Schreibe den Text über den Generalstreik der Histadrut in Israel im Anschluss an seinen letzten Satz weiter.

───── AUSGEWÄHLTER AUSZUG

Gewerkschaftsforum Hannover:
Dass die israelische Regierung Olmert / Peretz nach dem
verlorenen Libanon-Krieg vom letzten Sommer schwer angeschlagen ist und das
ganze Land eine tiefe politisch-psychologische Krise durchmacht, die durch eine
Vielzahl von aufgedeckter Skandale genährt wird, ist
offensichtlich und sehr erfreulich. Diesen Umstand nutzte jetzt – wenn auch
spät – der israelische Gewerkschaftsbund Histadrut zu
einem erfolgreichen Generalstreik, wie die linke italienische Tageszeitung „il
manifesto“ am 22.3.2007
berichtet. Bei aller Freude über diesen Erfolg der Arbeiterbewegung sollte die
strikt pro-zionistische Ausrichtung des israelischen Gewerkschaftsbundes allerdings
nicht vergessen werden. In diesem Zusammenhang ist Dani Ben Simhons
Kritik der Geschichte der Histadrut nach wie vor eine
sehr empfehlenswerte Lektüre. In deutscher Sprache unter: http://antifa.unihannover.tripod.com/Histadrut-Demontage.htm
Erst wenn es der israelischen Arbeiterbewegung gelingt,
diese grundlegende Schwäche zu überwinden und insbesondere zu einer gleichberechtigten Zusammenarbeit mit
den palästinensischen und den übrigen arabischen Arbeitern zu finden, wird sie
wirkliche politische und soziale „Triumphe“ erringen können. Was nicht
bedeutet, dass die Entwicklungen bis dahin bedeutungslos wären.
Israel legt die Arbeit nieder und die Regierung Olmert
gibt sofort nach
Michele
Giorgio – Jerusalem
Der gestern
von der israelischen Gewerkschaftszentrale Histadrut
proklamierte Generalstreik dauerte nur wenige Stunden. Die Arbeitsniederlegung,
an der sich ungefähr 200.000 öffentlich Bedienstete beteiligten, trug
allerdings sofort die erhofften Früchte ein.
Der
Generalsekretär der Histadrut, Ofer
Eini, verkündete gestern Nachmittag, dass dank
eines mit den betroffenen Innen- und Finanzministerien erreichten Abkommens den
ca. 4.000 Beschäftigten der verschiedenen Gemeindeverwaltungen, die seit
mehreren Monaten kein Geld mehr bekommen hatten, die Gehälter ausgezahlt
werden. Weitere 600 werden die ausstehende Entlohnung aus dem Hilfsfond der
Gewerkschaft erhalten. Und nicht nur das, sagte Eini:
Es wurden auch harte Sanktionen gegenüber denjenigen Kommunen beschlossen
(einschließlich der Absetzung von Bürgermeistern und der Auflösung von
Gemeinderäten), die es in Zukunft, aufgrund von Haushaltsproblemen, erneut
unterlassen sollten, die Gehälter auszuzahlen.

──────────
───── BEREITGESTELLTE EINTRÄGE

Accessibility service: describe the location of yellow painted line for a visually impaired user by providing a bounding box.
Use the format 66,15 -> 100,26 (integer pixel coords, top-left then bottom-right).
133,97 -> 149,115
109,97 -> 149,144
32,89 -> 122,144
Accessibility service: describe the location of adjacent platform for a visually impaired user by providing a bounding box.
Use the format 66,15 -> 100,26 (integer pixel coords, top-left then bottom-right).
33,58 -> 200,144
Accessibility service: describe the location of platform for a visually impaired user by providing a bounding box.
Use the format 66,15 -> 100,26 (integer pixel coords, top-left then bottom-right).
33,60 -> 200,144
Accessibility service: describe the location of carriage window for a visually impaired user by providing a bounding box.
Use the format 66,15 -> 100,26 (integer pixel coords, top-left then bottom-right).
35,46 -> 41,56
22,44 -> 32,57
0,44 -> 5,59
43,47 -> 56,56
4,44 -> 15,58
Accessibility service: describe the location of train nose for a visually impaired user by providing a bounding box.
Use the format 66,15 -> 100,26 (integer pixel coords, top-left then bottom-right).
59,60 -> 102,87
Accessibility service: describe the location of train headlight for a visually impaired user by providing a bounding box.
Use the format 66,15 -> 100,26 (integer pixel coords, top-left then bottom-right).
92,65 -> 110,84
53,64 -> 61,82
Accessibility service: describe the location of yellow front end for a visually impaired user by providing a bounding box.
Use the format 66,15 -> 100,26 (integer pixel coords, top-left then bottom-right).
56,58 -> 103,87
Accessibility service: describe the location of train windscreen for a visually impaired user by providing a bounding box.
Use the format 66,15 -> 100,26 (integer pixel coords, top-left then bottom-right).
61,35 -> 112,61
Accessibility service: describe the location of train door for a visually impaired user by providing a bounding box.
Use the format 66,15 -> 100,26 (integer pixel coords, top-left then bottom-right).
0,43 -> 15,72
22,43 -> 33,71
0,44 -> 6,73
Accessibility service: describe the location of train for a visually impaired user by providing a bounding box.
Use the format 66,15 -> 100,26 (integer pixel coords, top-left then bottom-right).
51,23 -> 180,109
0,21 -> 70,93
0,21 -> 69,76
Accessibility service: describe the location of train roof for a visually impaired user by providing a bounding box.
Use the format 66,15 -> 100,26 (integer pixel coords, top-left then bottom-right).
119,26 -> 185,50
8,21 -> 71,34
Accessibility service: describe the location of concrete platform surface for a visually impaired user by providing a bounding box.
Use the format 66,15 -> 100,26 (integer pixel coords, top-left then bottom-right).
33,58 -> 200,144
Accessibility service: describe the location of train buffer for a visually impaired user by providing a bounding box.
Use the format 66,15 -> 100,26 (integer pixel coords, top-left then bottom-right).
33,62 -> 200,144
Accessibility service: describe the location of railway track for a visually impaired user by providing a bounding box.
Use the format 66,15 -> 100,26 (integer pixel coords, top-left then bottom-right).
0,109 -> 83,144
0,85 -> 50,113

──────────

_ERGEBNIS DER ÜBUNG:_
Das war ein
Erfolg für die Arbeitenden, aber Eini kann sicher
nicht von einem Triumph sprechen. Das Gelingen des Streiks stellt de facto das
Scheitern der abwartenden und auf endlosen Dialog mit der Regierung und den
Gemeindeverwaltungen ausgerichteten Linie dar, die Eini
zum Ärger der auf ihre Gehälter wartenden öffentlich Bediensteten wochenlang
verfolgt hatte. Vor circa zwei Wochen hatte die <linksliberale> Tageszeitung „Haaretz“ über die
Frustration der Arbeiter aufgrund des Verhaltens des Gewerkschaftsführers
berichtet, der in dem Augenblick als er das Amt des Histadrut-Vorsitzenden
anstelle von Amir Peretz (der in der
Zwischenzeit Verteidigungsminister geworden ist) übernahm, kämpferische Appelle
von sich gegeben hatte, denen dann allerdings sehr wenige konkrete Aktionen
folgten.
Der
gestrige Streik begann um 8 Uhr italienischer Zeit. Nachdem die mit der Regierung
in extremis geführten Verhandlungen zum x’ten Mal gescheitert waren, war Eini
letztendlich gezwungen die Arbeitsniederlegung zu proklamieren. In Israel kam
das Leben zum Erliegen. Bei den neuralgischen Dienstleistungen, wie dem
öffentlichen Nahverkehr, den staatlichen Behörden und selbst den von den Feuerwehr garantierten Notdiensten ging nichts mehr.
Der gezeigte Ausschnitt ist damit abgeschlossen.